--- Reading text ---
=-=-=-=-=
National Eye Exam Month - History
Ophthalmology clears up some vision issues
Several subspecialties are introduced to focus on particular areas or diseases of the eye, including cataracts, glaucoma, pediatrics, and oncology.
Overall eye exam instrumentation improves
Hermann von Helmholtz invents the ophthalmoscope, an instrument for inspecting the retina and other parts of the eye.
The original eye hospital opens
The first hospital dedicated to the practice of ophthalmics opens in London. It still exists, and is known as Moorfields Eye Hospital.
The first ophthalmologists begin to practice
In 800 BC, an Indian surgeon named Sushruta describes 76 ocular diseases, as well as several ophthalmological techniques and instruments.
How to Observe National Eye Exam Month
1. Take the exam
There is no reason to put off something this important. An eye exam usually takes about 20-30 minutes. See your doctor and make sure everything's ok.
2. Encourage others to do the same
So many of us take the laissez-faire approach to something like sight by simply adopting the “if ain’t broke…” philosophy. Urge your loved ones to brave the doctor’s office and ensure their healthy vision.
=-=-=-=-=
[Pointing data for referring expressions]
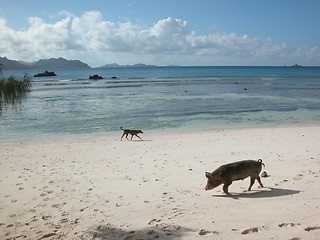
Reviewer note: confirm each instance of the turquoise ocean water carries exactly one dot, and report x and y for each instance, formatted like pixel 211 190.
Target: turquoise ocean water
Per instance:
pixel 155 98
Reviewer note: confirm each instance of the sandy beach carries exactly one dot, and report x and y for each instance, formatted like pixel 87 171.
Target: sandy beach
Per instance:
pixel 103 188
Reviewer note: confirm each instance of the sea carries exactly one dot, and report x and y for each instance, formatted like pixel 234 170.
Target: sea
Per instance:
pixel 161 99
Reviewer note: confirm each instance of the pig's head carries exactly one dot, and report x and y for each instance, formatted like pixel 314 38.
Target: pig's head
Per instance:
pixel 212 181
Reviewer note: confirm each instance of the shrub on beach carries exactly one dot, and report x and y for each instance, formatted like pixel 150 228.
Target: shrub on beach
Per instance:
pixel 12 90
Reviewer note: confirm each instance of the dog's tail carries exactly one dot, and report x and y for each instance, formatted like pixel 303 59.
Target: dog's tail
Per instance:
pixel 260 161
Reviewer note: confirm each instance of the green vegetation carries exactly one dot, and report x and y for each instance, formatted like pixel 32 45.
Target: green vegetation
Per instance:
pixel 12 91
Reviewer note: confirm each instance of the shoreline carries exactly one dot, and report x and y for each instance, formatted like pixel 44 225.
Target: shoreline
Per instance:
pixel 103 188
pixel 116 134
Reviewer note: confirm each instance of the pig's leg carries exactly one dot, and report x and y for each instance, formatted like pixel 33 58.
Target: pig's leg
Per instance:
pixel 225 187
pixel 259 180
pixel 252 179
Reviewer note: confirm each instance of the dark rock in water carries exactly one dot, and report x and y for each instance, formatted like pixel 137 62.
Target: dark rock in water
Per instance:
pixel 45 74
pixel 95 77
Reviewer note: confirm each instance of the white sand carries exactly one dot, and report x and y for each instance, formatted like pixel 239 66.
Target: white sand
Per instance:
pixel 104 188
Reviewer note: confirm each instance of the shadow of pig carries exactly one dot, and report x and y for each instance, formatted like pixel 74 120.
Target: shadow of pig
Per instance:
pixel 267 193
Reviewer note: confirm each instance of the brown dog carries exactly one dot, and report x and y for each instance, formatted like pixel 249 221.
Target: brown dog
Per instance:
pixel 230 172
pixel 126 132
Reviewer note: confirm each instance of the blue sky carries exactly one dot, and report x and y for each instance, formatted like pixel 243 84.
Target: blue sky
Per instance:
pixel 163 32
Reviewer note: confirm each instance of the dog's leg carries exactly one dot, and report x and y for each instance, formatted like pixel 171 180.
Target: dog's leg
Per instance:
pixel 252 179
pixel 259 180
pixel 122 135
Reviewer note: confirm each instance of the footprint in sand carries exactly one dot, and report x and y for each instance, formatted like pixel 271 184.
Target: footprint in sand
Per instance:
pixel 298 177
pixel 205 232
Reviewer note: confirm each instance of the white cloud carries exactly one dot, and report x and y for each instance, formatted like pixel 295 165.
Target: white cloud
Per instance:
pixel 90 36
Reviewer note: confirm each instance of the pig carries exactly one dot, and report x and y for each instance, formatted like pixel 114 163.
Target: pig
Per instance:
pixel 230 172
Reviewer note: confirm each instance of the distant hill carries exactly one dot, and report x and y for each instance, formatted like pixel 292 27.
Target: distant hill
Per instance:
pixel 12 64
pixel 116 65
pixel 52 63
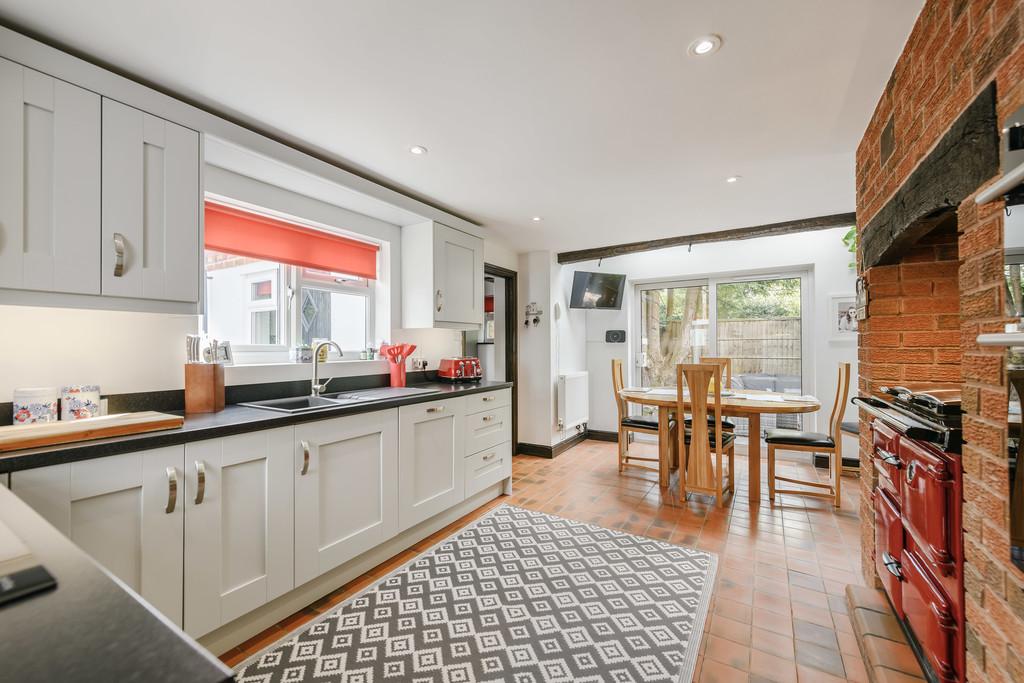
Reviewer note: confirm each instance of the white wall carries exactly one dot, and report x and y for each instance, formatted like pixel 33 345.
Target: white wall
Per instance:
pixel 821 252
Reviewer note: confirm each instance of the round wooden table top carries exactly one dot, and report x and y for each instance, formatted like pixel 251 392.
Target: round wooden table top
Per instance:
pixel 736 402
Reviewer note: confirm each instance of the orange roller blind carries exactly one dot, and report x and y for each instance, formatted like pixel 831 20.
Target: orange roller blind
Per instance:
pixel 238 231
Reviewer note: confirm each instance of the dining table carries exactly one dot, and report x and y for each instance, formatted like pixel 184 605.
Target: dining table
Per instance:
pixel 749 403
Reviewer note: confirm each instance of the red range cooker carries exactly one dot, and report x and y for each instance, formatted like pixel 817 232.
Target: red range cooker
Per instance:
pixel 916 441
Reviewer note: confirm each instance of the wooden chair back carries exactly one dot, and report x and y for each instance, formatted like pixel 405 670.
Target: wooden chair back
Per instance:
pixel 726 363
pixel 698 378
pixel 839 406
pixel 617 384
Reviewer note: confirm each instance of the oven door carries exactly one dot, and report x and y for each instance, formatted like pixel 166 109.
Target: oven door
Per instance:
pixel 887 460
pixel 927 505
pixel 930 616
pixel 889 548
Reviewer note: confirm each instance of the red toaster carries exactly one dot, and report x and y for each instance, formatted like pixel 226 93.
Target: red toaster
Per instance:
pixel 464 369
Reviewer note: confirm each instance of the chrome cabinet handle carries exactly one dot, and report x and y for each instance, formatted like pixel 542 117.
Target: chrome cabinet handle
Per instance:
pixel 892 564
pixel 119 254
pixel 201 478
pixel 172 489
pixel 890 458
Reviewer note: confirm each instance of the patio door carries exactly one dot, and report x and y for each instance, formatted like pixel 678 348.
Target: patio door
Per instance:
pixel 674 328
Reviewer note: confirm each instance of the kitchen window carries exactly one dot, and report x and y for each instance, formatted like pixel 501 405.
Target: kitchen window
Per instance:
pixel 265 306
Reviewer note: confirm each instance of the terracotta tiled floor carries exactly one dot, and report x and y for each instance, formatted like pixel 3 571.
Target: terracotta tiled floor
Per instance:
pixel 778 611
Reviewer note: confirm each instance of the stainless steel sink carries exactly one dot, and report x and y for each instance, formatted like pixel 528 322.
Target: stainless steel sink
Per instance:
pixel 300 403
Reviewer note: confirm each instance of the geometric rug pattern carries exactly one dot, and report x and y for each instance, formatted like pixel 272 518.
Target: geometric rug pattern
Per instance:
pixel 517 596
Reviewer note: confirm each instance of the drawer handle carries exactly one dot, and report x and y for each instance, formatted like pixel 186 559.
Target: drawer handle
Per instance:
pixel 890 458
pixel 201 477
pixel 119 254
pixel 892 564
pixel 172 489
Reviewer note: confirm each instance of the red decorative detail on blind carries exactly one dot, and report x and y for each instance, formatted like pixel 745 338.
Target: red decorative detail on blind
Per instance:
pixel 246 233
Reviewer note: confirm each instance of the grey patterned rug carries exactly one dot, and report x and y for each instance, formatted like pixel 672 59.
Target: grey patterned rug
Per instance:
pixel 516 596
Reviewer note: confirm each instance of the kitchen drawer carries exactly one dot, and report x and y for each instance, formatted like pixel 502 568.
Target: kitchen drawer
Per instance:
pixel 928 504
pixel 487 467
pixel 889 547
pixel 476 402
pixel 887 460
pixel 929 613
pixel 487 429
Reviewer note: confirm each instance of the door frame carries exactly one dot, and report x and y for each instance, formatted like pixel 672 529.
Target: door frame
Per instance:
pixel 511 338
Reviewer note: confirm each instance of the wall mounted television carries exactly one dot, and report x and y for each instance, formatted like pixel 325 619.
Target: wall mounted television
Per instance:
pixel 597 290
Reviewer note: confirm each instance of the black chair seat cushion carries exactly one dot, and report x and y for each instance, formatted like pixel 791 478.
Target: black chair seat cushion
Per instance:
pixel 643 422
pixel 726 423
pixel 794 437
pixel 727 437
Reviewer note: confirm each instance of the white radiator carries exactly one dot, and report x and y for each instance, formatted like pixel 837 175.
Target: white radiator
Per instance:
pixel 573 399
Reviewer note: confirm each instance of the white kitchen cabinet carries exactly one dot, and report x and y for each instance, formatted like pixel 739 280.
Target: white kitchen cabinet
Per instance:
pixel 442 278
pixel 346 489
pixel 125 511
pixel 431 447
pixel 49 196
pixel 151 206
pixel 239 526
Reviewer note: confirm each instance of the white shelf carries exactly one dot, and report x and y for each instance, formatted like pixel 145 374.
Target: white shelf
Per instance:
pixel 1001 339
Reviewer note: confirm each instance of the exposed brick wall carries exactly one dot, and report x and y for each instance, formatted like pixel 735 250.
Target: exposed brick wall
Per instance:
pixel 956 48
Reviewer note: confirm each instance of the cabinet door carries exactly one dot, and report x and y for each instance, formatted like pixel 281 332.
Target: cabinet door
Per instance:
pixel 239 526
pixel 458 276
pixel 125 511
pixel 431 472
pixel 152 197
pixel 49 197
pixel 345 489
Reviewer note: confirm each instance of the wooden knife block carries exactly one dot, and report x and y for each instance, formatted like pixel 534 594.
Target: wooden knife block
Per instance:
pixel 204 387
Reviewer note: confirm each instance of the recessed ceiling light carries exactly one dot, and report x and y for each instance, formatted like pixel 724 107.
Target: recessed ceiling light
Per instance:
pixel 706 45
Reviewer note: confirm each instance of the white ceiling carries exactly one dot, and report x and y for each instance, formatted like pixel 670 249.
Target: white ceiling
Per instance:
pixel 588 113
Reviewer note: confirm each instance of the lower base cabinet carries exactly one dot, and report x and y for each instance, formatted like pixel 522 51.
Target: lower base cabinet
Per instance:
pixel 239 512
pixel 431 447
pixel 346 489
pixel 125 511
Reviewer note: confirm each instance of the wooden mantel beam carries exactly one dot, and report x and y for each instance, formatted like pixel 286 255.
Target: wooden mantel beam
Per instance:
pixel 771 229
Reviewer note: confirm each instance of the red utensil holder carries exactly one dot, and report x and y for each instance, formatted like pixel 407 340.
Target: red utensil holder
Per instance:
pixel 397 374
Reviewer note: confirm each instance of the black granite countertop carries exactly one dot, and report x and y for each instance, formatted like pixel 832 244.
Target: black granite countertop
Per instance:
pixel 232 420
pixel 89 628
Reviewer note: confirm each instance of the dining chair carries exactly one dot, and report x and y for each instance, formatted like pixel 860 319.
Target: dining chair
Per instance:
pixel 635 424
pixel 815 442
pixel 706 439
pixel 726 363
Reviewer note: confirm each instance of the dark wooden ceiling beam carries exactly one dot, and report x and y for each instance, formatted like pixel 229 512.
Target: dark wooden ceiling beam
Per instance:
pixel 771 229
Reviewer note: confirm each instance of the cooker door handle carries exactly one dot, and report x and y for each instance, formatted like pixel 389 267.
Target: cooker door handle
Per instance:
pixel 892 564
pixel 890 458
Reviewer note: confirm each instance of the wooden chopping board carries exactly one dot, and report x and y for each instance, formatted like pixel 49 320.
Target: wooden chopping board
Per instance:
pixel 15 437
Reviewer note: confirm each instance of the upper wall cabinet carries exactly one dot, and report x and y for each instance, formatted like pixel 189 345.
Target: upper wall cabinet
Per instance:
pixel 49 193
pixel 151 206
pixel 442 278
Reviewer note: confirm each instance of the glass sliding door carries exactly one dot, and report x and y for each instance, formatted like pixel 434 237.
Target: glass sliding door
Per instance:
pixel 759 325
pixel 674 326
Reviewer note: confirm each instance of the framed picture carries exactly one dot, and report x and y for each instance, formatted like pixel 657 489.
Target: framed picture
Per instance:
pixel 843 316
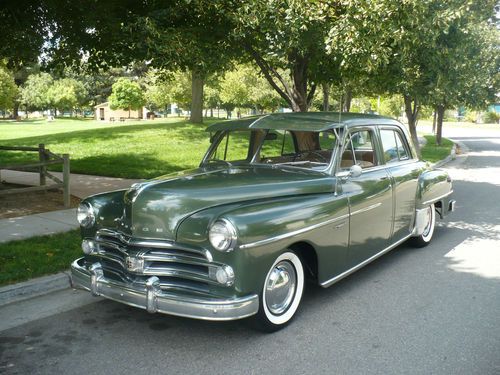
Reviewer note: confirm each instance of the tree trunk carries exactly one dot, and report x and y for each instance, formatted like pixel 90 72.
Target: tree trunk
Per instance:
pixel 15 111
pixel 439 125
pixel 434 121
pixel 411 110
pixel 326 97
pixel 197 97
pixel 298 96
pixel 346 100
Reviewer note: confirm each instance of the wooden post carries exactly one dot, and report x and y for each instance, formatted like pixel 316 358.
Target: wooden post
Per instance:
pixel 43 168
pixel 66 192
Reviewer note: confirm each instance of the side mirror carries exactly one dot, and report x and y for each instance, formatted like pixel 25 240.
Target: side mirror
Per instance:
pixel 354 171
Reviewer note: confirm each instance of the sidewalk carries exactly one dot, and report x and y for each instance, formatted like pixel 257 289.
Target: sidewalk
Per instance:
pixel 81 186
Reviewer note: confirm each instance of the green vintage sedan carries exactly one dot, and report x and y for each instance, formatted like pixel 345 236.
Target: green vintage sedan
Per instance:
pixel 277 200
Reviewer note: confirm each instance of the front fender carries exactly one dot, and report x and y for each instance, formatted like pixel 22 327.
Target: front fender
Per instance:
pixel 265 229
pixel 108 206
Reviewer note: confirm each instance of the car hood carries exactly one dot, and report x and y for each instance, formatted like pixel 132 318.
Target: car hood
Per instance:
pixel 155 208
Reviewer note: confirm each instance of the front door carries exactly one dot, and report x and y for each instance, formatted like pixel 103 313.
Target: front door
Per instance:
pixel 370 198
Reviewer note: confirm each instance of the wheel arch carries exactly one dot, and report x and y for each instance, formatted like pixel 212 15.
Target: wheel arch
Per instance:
pixel 309 257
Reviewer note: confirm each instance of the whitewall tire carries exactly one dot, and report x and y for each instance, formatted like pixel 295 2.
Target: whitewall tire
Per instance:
pixel 425 238
pixel 281 293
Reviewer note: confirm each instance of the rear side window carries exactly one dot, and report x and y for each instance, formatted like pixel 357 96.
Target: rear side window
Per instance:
pixel 394 147
pixel 359 150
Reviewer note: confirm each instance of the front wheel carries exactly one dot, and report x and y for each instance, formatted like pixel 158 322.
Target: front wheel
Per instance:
pixel 425 238
pixel 281 294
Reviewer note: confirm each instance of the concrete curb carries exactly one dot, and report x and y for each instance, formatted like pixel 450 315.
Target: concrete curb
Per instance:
pixel 450 157
pixel 34 288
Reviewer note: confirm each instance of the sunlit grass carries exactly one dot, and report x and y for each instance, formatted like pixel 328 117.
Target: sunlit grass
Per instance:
pixel 38 256
pixel 142 149
pixel 432 152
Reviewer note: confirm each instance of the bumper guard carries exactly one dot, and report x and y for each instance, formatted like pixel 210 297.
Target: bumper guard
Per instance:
pixel 151 297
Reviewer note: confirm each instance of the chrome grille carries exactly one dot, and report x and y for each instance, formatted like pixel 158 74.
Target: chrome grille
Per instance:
pixel 165 259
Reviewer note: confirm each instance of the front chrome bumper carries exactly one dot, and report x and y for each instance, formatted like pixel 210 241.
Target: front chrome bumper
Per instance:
pixel 151 297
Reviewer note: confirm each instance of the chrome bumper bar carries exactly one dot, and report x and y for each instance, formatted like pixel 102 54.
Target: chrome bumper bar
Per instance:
pixel 150 297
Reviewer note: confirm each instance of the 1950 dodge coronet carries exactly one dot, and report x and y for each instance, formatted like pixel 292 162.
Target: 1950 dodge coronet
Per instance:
pixel 277 200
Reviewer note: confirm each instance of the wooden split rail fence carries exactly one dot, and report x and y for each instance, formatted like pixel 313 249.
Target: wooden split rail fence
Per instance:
pixel 45 158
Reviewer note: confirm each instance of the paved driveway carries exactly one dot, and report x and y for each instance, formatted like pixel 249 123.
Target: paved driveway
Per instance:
pixel 414 311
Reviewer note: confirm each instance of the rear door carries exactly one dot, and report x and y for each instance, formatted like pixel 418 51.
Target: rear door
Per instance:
pixel 404 170
pixel 370 196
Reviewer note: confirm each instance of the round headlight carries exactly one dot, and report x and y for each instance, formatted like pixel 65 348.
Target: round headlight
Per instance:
pixel 85 215
pixel 222 235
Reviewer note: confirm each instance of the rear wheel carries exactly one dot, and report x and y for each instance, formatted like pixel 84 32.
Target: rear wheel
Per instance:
pixel 425 238
pixel 281 293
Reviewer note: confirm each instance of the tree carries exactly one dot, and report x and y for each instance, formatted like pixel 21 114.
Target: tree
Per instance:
pixel 34 94
pixel 67 94
pixel 8 90
pixel 286 37
pixel 420 37
pixel 126 94
pixel 465 70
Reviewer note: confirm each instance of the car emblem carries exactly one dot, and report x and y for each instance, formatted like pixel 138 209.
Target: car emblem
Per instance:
pixel 134 264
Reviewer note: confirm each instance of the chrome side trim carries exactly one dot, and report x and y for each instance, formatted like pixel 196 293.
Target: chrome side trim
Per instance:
pixel 326 284
pixel 152 298
pixel 369 208
pixel 293 233
pixel 433 200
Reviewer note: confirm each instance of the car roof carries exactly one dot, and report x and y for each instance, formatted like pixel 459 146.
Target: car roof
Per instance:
pixel 303 121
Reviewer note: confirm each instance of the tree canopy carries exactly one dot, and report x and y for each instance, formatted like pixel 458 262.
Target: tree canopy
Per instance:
pixel 126 94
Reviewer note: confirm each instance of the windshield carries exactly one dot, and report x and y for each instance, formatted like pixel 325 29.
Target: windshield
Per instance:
pixel 302 149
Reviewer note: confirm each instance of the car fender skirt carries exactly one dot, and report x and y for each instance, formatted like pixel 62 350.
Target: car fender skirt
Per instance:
pixel 420 222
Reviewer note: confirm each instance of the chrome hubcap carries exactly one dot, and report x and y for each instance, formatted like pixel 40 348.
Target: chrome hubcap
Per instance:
pixel 280 287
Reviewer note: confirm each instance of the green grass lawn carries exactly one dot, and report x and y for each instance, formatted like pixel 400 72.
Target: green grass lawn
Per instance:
pixel 38 256
pixel 432 152
pixel 140 149
pixel 143 149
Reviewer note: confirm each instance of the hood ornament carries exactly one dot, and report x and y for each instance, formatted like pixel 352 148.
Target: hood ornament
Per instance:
pixel 132 193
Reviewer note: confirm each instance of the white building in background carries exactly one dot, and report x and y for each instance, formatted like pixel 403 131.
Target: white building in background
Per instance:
pixel 103 112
=-=-=-=-=
--- Your instructions ---
Please write out the whole National Eye Exam Month text word for word. Work from the National Eye Exam Month text alone and set the rows aside.

--- Response area ---
National Eye Exam Month - History
Ophthalmology clears up some vision issues
Several subspecialties are introduced to focus on particular areas or diseases of the eye, including cataracts, glaucoma, pediatrics, and oncology.
Overall eye exam instrumentation improves
Hermann von Helmholtz invents the ophthalmoscope, an instrument for inspecting the retina and other parts of the eye.
The original eye hospital opens
The first hospital dedicated to the practice of ophthalmics opens in London. It still exists, and is known as Moorfields Eye Hospital.
The first ophthalmologists begin to practice
In 800 BC, an Indian surgeon named Sushruta describes 76 ocular diseases, as well as several ophthalmological techniques and instruments.
How to Observe National Eye Exam Month
1. Take the exam
There is no reason to put off something this important. An eye exam usually takes about 20-30 minutes. See your doctor and make sure everything's ok.
2. Encourage others to do the same
So many of us take the laissez-faire approach to something like sight by simply adopting the “if ain’t broke…” philosophy. Urge your loved ones to brave the doctor’s office and ensure their healthy vision.